- What you should do: Write the next part of the golf club accident story, starting right after its last sentence.

- Text under study:
____________
Two very important things to keep in mind unless the goal is to kill yourself.
As I stood there, knuckles white from the death grip on that battered old 3-wood, never did it occur to me that what I was about to do was really, really dangerous. I distinctly remember swinging as hard as I could at that little tree, and for reasons that are still unknown to me, striking it with the shaft of the golf club instead of the club head.
The results were Darwin-award winning: the shaft -- predictably, in hindsight -- snapped. As luck would have it, the force of the swing caused the shaft to first wrap around the tree before breaking off. I was struck just above my left eyebrow by the club head (which was still attached snapped-in-half shaft) -- while I was still holding the other half of the club in my hands. And before I knew I'd been Mike Tyson-ed, I was stabbed in the left arm by the now razor-sharp shaft (conveniently located at the opposite end of the club head). This all happened in less than a second. In fact, I clearly remember two things: First, wondering why it suddenly got much brighter in my left eye. Second, noticing that I was bleeding like a stuck pig, but not quite sure where the blood was coming from because there was so much of it.
____________
- The data:
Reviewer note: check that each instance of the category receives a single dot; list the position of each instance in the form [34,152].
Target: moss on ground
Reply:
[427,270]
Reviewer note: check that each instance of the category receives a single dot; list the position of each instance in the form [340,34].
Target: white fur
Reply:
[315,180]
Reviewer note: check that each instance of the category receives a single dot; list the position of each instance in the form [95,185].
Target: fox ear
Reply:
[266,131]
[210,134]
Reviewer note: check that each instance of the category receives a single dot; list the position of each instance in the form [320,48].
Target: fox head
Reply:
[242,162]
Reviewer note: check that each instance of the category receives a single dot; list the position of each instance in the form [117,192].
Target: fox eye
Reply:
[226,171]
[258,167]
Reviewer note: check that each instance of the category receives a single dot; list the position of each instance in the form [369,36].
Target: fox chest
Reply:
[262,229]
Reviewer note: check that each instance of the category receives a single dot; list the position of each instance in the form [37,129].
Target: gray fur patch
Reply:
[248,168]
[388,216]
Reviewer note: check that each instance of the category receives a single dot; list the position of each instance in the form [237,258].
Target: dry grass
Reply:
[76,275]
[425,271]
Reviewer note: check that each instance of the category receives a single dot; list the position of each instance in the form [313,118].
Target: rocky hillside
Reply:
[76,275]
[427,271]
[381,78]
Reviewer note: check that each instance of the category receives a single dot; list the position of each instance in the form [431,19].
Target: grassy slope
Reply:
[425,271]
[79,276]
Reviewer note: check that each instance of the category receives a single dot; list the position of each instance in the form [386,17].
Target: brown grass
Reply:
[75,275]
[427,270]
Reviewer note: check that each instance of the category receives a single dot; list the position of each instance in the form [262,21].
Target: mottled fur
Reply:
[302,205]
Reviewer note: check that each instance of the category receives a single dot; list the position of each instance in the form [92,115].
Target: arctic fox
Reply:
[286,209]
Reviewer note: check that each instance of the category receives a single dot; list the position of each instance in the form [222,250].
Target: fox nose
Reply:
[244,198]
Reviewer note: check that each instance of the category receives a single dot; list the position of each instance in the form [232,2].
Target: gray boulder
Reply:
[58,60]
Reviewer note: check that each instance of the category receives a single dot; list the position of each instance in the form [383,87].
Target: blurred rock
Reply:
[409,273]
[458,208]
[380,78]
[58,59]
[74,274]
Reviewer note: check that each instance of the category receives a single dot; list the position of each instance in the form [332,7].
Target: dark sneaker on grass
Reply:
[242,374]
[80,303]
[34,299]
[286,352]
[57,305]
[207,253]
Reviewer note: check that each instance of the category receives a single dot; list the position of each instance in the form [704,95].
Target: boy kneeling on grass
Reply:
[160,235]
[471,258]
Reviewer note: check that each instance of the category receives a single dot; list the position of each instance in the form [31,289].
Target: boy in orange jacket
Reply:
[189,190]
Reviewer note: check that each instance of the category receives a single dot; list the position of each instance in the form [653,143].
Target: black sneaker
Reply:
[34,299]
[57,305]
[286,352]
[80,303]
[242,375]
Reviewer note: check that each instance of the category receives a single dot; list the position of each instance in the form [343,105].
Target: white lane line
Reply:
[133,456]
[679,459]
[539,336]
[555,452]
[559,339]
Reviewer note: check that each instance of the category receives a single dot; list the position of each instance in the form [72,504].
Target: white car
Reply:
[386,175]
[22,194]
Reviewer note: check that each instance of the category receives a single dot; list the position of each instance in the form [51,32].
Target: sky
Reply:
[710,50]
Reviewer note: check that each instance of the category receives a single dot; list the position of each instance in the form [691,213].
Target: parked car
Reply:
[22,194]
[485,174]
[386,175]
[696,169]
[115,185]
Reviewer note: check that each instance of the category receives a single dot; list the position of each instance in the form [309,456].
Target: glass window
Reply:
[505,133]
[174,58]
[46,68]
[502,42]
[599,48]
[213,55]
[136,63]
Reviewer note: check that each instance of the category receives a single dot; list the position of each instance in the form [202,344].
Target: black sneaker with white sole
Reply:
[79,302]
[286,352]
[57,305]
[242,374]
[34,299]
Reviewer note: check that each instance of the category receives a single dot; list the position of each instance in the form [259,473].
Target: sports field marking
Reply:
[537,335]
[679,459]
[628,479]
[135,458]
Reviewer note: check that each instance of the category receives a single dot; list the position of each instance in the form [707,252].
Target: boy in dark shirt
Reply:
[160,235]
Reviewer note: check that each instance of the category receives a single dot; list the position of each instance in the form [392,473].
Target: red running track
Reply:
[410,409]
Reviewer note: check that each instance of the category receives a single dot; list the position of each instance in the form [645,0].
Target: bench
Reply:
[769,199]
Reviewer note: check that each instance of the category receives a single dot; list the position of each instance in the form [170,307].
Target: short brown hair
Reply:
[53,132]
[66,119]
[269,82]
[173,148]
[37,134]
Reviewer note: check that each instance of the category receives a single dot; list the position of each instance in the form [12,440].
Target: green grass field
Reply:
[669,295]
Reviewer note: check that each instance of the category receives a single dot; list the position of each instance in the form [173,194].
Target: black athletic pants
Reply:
____________
- Answer to this exercise:
Things were much brighter because the club had smashed the left lens of my sunglasses ... right into my eyebrow. How I wasn't blinded, I'll never know. And I couldn't pinpoint the source of bleeding because I was a little dazed (apparently, taking a 150-mph club head off the noggin will do that), and because both my eyebrow and my arm were gushing blood.
Lucky for me, Chris knew first-aid and he had dealt with life-threatening situations in his rock-climbing experiences. I'm convinced that I would've died if he hadn't been there. (Obviously, I'm glad to still be alive. Partly because, well, I like life, but also because I would hate for my wife to have to explain to people that her husband was killed by a self-inflicted golf-club wound.) Chris, tied a tourniquet around my arm, had me hold a towel over my eye, put me in the cart, and we made our way back to the clubhouse.
Things were going as well as you could expect given the circumstances, until the 16th hole. A man who looked to be in his 50s, retired, and enjoying a leisurely mid-week round of golf had positioned his cart right in the middle of the cart path while he putted out on the green. The cart was so strategically placed, there was no maneuvering around it. As Chris pulled up, the retiree looked up from his putt. Chris explained our predicament, and that we needed to get to a hospital.
"Just let me finish this hole and I'll move."
That's what the guy said. I'm not kidding. So while we waited for George Hamilton to wrap things I tried not to die. We eventually made it to the parking lot, and then the hospital. I ended up with something like 40 stitches, two beautiful scars, and a very valuable lesson: I suck at golf way too much to get so mad that I feel compelled to almost kill myself. The point: know your limitations, and stick to what you're good at.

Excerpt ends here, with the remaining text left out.